■ Extract provided:

-------------------------

As we cobble together an admittedly imperfect starting point predicated on the available information and many educated guesses, we also clarify what solid data we need to improve our predictions. In the case of a pandemic, we are interested in refining its probable arc in order to help develop effective interventions to abrogate it. Such data include who contracts the virus, how and where they contract it, what fraction of those who contract it ends up sick, and what fraction dies. For these inputs we need testing, contact tracing and accurate reporting from hospitals, nursing and funeral homes. We need this information to flow from towns to counties to states to the federal agencies, who can then act as central repositories of the most current data.
Without this we have mayhem; it's every man for himself. And in that case, don't blame the model, since it's only as good as the information it's fed. Not having all of the data is like crossing my busy state road with my eyes closed, and ear plugs in. You do the math.
Don't let the constant stream of new or differing projections turn you off: it is because different models a) may be based on different assumptions, and b) are updated to take into account our current present and future as they slide into our past. The best, most robust and stable models are collaborative and transparent and based on as much information as exists. It's those messy collaborations, modifications, and debates that finally yield a product that comes closest to reflecting reality.
And even this product remains a work in progress, subject to change as we learn more. That is the process of science, a constant spiraling around the truth, getting closer and closer, course-correcting, and continuing to spiral along.
Let's return to heuristics. The way I have translated the word to myself is as a quick impression, an habitual way of evaluating something, like the danger presented by an errant wasp who took a wrong turn into my living room and is now whirring frantically in its search for an exit. This simple framing has made the word less scary, as knowledge is apt to do. I know better than to expect consistency from my fellow Homo sapiens. But perhaps just knowing that what's under the hood of scientific predictions is not some dark magic, but rather common tools we use in our everyday life, will make people less apprehensive, especially if they have the option of observing how these engines create actionable information.

-------------------------

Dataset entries
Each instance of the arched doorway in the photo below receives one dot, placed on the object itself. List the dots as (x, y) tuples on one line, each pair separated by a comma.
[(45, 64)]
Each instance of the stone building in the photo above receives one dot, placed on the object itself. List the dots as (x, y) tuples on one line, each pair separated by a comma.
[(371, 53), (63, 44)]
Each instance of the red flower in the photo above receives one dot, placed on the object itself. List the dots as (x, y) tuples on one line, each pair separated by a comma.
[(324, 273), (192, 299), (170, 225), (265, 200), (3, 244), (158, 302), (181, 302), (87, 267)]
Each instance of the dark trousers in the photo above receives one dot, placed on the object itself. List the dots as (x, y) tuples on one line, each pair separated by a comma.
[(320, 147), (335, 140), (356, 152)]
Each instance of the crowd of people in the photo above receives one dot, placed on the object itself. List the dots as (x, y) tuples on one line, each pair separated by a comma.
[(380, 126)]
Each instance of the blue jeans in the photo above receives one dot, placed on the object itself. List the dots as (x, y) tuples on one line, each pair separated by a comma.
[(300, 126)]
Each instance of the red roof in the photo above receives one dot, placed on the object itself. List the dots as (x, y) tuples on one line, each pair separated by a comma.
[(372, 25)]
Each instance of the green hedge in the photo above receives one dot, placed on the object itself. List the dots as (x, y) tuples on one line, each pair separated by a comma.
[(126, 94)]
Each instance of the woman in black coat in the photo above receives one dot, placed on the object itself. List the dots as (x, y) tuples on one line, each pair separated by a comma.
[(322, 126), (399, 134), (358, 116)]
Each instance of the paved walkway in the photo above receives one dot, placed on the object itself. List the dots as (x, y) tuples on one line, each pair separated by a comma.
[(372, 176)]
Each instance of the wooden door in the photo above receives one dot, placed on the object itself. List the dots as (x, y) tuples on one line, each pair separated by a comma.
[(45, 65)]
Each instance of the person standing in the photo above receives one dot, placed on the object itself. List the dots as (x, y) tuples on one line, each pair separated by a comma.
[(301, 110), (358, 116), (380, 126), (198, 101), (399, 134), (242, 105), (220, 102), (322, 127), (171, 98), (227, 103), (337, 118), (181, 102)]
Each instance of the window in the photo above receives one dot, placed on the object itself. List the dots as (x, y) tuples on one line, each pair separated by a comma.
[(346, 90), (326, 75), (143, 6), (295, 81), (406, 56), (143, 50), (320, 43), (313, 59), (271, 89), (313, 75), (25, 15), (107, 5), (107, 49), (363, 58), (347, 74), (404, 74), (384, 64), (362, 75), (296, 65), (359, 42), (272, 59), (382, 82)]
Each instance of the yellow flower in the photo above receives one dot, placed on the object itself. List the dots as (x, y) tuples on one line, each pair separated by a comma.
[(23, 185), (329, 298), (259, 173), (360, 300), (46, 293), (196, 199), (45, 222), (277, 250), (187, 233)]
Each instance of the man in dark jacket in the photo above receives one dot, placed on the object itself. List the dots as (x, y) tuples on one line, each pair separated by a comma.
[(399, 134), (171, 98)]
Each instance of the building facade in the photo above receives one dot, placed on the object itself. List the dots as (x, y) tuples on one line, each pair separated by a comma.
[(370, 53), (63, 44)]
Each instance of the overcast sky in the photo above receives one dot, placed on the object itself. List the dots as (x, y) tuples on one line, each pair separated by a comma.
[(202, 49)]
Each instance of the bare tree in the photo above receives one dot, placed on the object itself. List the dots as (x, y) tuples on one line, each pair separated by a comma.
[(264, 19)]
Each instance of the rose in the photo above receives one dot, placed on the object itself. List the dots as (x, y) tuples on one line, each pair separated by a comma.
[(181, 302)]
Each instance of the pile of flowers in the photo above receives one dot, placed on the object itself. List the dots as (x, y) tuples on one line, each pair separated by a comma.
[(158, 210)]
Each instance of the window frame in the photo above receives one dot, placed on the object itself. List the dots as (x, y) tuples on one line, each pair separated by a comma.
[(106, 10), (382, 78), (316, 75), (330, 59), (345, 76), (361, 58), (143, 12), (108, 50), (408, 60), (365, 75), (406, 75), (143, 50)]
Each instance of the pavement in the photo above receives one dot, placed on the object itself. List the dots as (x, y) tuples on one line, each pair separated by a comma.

-------------------------

■ Task item: According to the passage on pandemic models, what qualities do the best, most robust and stable models have?

■ Expected output: They are collaborative and transparent and based on as much information as exists.